Format the lines below as a JSON list of strings, one string per line, omitting blank lines and the pictures.

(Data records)
═══

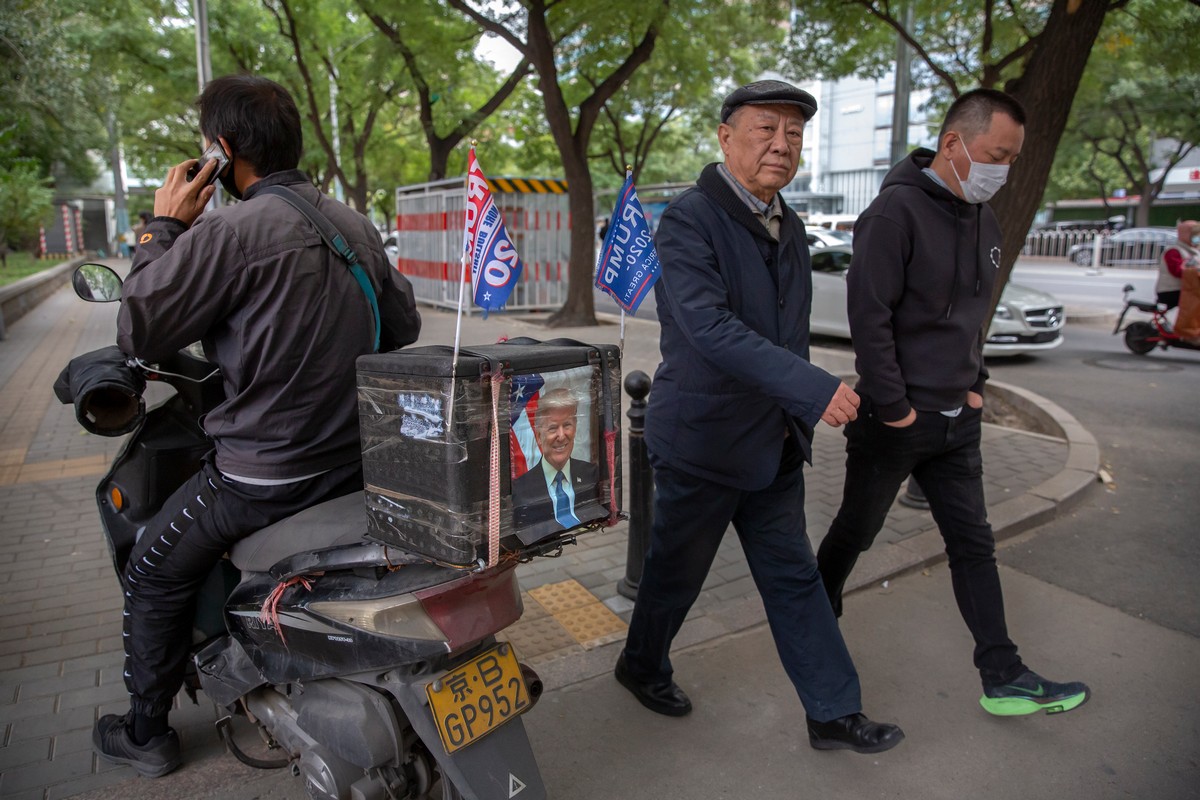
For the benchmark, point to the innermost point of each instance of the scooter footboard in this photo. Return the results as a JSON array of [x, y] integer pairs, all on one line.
[[498, 767]]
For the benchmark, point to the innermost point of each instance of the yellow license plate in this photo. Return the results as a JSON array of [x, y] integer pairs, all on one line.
[[478, 697]]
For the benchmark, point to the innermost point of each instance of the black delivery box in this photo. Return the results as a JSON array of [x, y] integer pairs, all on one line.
[[427, 441]]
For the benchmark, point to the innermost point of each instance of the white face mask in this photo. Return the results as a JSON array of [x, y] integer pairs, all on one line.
[[983, 181]]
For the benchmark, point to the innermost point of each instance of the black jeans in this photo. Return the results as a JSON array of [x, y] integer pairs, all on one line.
[[175, 553], [690, 518], [943, 455]]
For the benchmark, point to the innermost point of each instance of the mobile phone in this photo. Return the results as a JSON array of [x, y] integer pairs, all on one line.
[[213, 152]]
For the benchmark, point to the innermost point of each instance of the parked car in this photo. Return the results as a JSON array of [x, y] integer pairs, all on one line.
[[1128, 247], [1026, 320], [827, 238]]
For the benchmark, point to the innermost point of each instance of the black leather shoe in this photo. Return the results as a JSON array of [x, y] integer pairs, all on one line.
[[855, 732], [664, 697]]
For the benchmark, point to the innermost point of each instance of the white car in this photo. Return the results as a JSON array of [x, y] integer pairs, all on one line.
[[1026, 320], [827, 238]]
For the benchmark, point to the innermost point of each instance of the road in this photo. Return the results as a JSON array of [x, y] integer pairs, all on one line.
[[1075, 287], [1134, 545], [1083, 287]]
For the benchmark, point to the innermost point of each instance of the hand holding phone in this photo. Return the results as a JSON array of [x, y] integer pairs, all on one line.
[[213, 152], [181, 196]]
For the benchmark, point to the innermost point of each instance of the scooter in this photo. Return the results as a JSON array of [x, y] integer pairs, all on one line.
[[370, 672], [1144, 336]]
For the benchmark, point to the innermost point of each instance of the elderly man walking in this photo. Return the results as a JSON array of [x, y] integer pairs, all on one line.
[[731, 416]]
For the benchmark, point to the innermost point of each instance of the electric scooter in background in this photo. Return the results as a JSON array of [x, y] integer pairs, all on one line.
[[1144, 336]]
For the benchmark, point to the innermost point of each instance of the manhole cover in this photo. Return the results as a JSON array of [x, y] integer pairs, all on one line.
[[1132, 364]]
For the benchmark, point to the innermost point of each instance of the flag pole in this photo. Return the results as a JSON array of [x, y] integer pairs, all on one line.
[[462, 280], [623, 335]]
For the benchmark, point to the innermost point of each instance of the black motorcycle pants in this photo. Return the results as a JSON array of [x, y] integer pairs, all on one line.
[[175, 553]]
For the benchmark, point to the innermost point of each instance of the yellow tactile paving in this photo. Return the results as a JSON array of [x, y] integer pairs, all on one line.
[[538, 637], [563, 596], [592, 625], [574, 611], [533, 609]]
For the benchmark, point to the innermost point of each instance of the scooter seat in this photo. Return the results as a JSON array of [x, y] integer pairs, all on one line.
[[341, 521]]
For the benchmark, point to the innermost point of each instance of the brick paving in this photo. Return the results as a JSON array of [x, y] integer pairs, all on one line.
[[60, 653]]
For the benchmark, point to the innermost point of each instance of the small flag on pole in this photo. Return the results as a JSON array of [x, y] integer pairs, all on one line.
[[495, 265], [628, 266]]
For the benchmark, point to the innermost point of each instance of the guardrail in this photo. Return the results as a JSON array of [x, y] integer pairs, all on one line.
[[1095, 248]]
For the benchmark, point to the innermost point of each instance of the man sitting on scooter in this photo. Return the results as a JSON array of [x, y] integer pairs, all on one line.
[[283, 319], [1174, 258]]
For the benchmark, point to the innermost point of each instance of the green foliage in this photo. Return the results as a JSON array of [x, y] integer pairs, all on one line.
[[1135, 109], [670, 106], [46, 83], [24, 202]]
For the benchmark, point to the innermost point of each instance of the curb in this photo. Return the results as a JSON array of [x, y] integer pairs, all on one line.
[[21, 298], [1038, 505]]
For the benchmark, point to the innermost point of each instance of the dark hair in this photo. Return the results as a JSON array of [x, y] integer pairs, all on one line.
[[971, 113], [258, 119]]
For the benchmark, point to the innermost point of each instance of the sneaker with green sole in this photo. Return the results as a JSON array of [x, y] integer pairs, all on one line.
[[1030, 693]]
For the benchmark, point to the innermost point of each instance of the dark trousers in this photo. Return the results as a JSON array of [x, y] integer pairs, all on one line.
[[175, 553], [690, 518], [943, 455]]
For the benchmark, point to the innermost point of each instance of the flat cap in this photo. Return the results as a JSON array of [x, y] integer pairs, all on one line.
[[769, 92]]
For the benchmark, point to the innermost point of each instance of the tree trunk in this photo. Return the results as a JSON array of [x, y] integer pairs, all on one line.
[[1141, 216], [1047, 89], [580, 306]]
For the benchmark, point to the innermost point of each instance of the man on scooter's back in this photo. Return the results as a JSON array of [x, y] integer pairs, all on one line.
[[285, 319]]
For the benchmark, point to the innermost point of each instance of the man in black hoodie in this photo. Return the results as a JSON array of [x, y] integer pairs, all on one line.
[[927, 252]]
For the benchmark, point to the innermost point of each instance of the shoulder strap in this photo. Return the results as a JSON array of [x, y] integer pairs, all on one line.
[[336, 242]]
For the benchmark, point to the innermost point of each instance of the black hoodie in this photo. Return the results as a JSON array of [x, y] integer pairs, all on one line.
[[919, 292]]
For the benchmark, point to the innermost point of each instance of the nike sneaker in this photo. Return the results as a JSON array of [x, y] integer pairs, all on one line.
[[1030, 693]]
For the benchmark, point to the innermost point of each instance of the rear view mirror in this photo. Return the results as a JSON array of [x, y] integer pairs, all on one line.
[[96, 283]]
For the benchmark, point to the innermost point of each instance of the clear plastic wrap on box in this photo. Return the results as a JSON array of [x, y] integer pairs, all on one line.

═══

# FINAL RESULT:
[
  "For the benchmark, point to the innermost point of each instance of the scooter footboard in this photo. Return the results as a JSON array of [x, y] integer pairs, all on one line.",
  "[[498, 767]]",
  "For the benchmark, point to the innermost point of each instance of the yellow license plate in this photo. Return the results as a JSON array of [x, y] integer pairs, all on one line.",
  "[[478, 697]]",
  "For the benchmark, point to the innermost point of each instance of the black delivery box in this photo. Return the results as a JSON array of [x, y] integer pairs, all on one line.",
  "[[427, 441]]",
  "For the benchmark, point to the innermost point of each instance of the white face mask in this photo. Return the results as a JSON array of [x, y] integer pairs, all on one line.",
  "[[983, 181]]",
  "For the benchmark, point to the innermost point of each instance of the black jeans in this photo. Return the results as a JSON array of [x, y] integer pairs, all on one line.",
  "[[175, 553], [690, 518], [943, 455]]",
  "For the benchmark, point to the innermost point of each instance of the mobile phone in this photo. Return the results as a JSON array of [x, y] integer pairs, all on one line.",
  "[[213, 152]]",
  "For the benchmark, point to the innermost point of each instance of the parked car in this photo. Return the results as a JSON array of [x, y] integer pairs, all on one line.",
  "[[1128, 247], [1026, 320], [827, 238]]",
  "For the benchmark, point to the innermost point of each instance of the black leather shoe in this photo. Return the results as a JSON array of [x, y] integer pairs, all on one line.",
  "[[855, 732], [664, 697]]",
  "For the benchmark, point to the innermost point of each instance of the white car in this photo. Return the results as a JSON array of [x, y] integer pairs, all on one line.",
  "[[1026, 320], [827, 238]]",
  "For the benchmark, point to the innermost point of each instance of the road in this photo. Return the results as a JSON array of [x, y] integer pairs, all on one line.",
  "[[1075, 287], [1134, 545], [1083, 287]]",
  "For the benchmark, point to the innermost point of each instance of the hand holding phone in this photo. Return the results as a JSON array of [x, y] integer pairs, all on one line.",
  "[[213, 152], [181, 196]]",
  "For the benchmark, point to the innermost point of each instance of the scooter in this photo. Return the results as a JSON array of [x, y] integer pairs, all on one line.",
  "[[370, 672], [1144, 336]]",
  "For the benchmark, point to the innermost point of each instance of the elderly man walking in this photo. Return the results as a JSON array of [x, y] integer pairs, all on one line.",
  "[[731, 416]]",
  "For the benchmark, point to the innermost point of each instance of the electric scooter in background in this photo. Return the results as a JSON array of [x, y] integer pairs, all on one line.",
  "[[1144, 336]]",
  "For the benchmark, point to the innermost point of each instance of the manhole cover in this photo. Return the results as a JSON array of [x, y] integer pairs, all on one line.",
  "[[1132, 364]]",
  "For the benchmark, point to the innermost point of each instance of the flag pole in this photo. Return the results as a JSON array of [x, y] integer pairs, all on one line.",
  "[[462, 280], [623, 335]]",
  "For the benchmark, point to the innermost point of each instance of the black motorcycle pants in this photo. Return the results as a JSON array of [x, y] integer pairs, all on one line.",
  "[[175, 553]]",
  "For the benchmark, point to the innermost point of each instance of the yellow tactile paving in this photo. Return the results as a JSON array of [x, y] integer pairs, all on one line.",
  "[[538, 637], [563, 596], [592, 625], [574, 611], [533, 609]]",
  "For the benchmark, point to the innermost point of each instance of the scooter seat in this photo. Return the results as a JSON array of [x, y] integer pairs, all on one line.",
  "[[341, 521]]",
  "For the benchmark, point to the innermost point of each instance of the brick paving in this photo. Return the results as a JSON array of [x, y] integer pairs, all on one line.",
  "[[60, 653]]",
  "For the benchmark, point to the innermost point of each instance of the small flag on pole in this photo. Return the results as a JSON array of [x, y] integer pairs, all on one line.",
  "[[495, 265], [628, 266]]",
  "For the benchmark, point to the innermost point of each instance of the guardrail in this photo. Return the results as a JSON array of [x, y] integer pairs, all on one line.",
  "[[1095, 248]]",
  "For the benchmark, point to the innermost point of each instance of the man sitting on scooter in this photo. Return the results as a JSON array of [x, y] integer pairs, all on one line.",
  "[[283, 319], [1174, 258]]",
  "For the benchmark, point to the innermost point of each instance of the green foliage in this photo. Return the results as a JSON array of [x, y] integer pairs, all on one line.",
  "[[1135, 109], [670, 106], [46, 83], [24, 202]]",
  "For the benchmark, point to the innermost point of each instance of the curb in this photo. Return the results as a JSON array of [x, y] integer pairs, all on one line.",
  "[[21, 298], [1038, 505]]",
  "For the benchmark, point to the innermost point of each instance of the dark hair in this photo. Return the results as a JSON array of [x, y] integer pairs, all on one line.",
  "[[971, 113], [258, 119]]",
  "For the benchmark, point to the innermost point of each instance of the sneaker with green sole in this photo. Return the results as a JSON array of [x, y] integer pairs, all on one line.",
  "[[1030, 693]]",
  "For the benchmark, point to the innermost point of each instance of the dark trousers in this photo. Return the results as a JSON array of [x, y] integer pairs, all on one line.",
  "[[175, 553], [690, 518], [943, 455]]",
  "For the benchmark, point to the innermost point of each instance of the flat cap in this photo. Return the results as a JSON array of [x, y] integer pairs, all on one line.",
  "[[769, 92]]",
  "For the benchmark, point to the innermost point of each instance of the tree trunk in this photo. Return the results as a JSON array of [x, y] integer pairs, all on one line.",
  "[[1141, 216], [1047, 89], [580, 306]]",
  "For the benchmark, point to the innermost point of each instance of the man on scooter's back in this photo. Return the results as a JSON array of [x, y] integer pairs, all on one line.",
  "[[285, 319]]",
  "For the benchmark, point to the innermost point of each instance of the man in black hoodie in this photo. Return the results as a JSON array of [x, y] integer pairs, all on one line.",
  "[[927, 252]]",
  "For the benchmark, point to the innermost point of each instance of the shoulder strap in this photo. Return the results as a JSON array of [x, y] integer pairs, all on one line.",
  "[[336, 242]]",
  "For the benchmark, point to the innermost point of each instance of the black hoodie in this photo. Return the results as a JSON array of [x, y] integer pairs, all on one line.",
  "[[919, 292]]",
  "For the benchmark, point to the innermost point of each instance of the nike sneaker in this photo. Return the results as a JSON array of [x, y] integer pairs, all on one line.",
  "[[1030, 693]]",
  "For the benchmark, point to the innermost point of each instance of the rear view mirror in this photo. Return the results as a JSON array of [x, y] integer pairs, all on one line.",
  "[[96, 283]]",
  "For the benchmark, point to the innermost point of each instance of the clear plastic wrap on box in this photo. Return the results as a JSON array of [x, y] integer pairs, all on one line."
]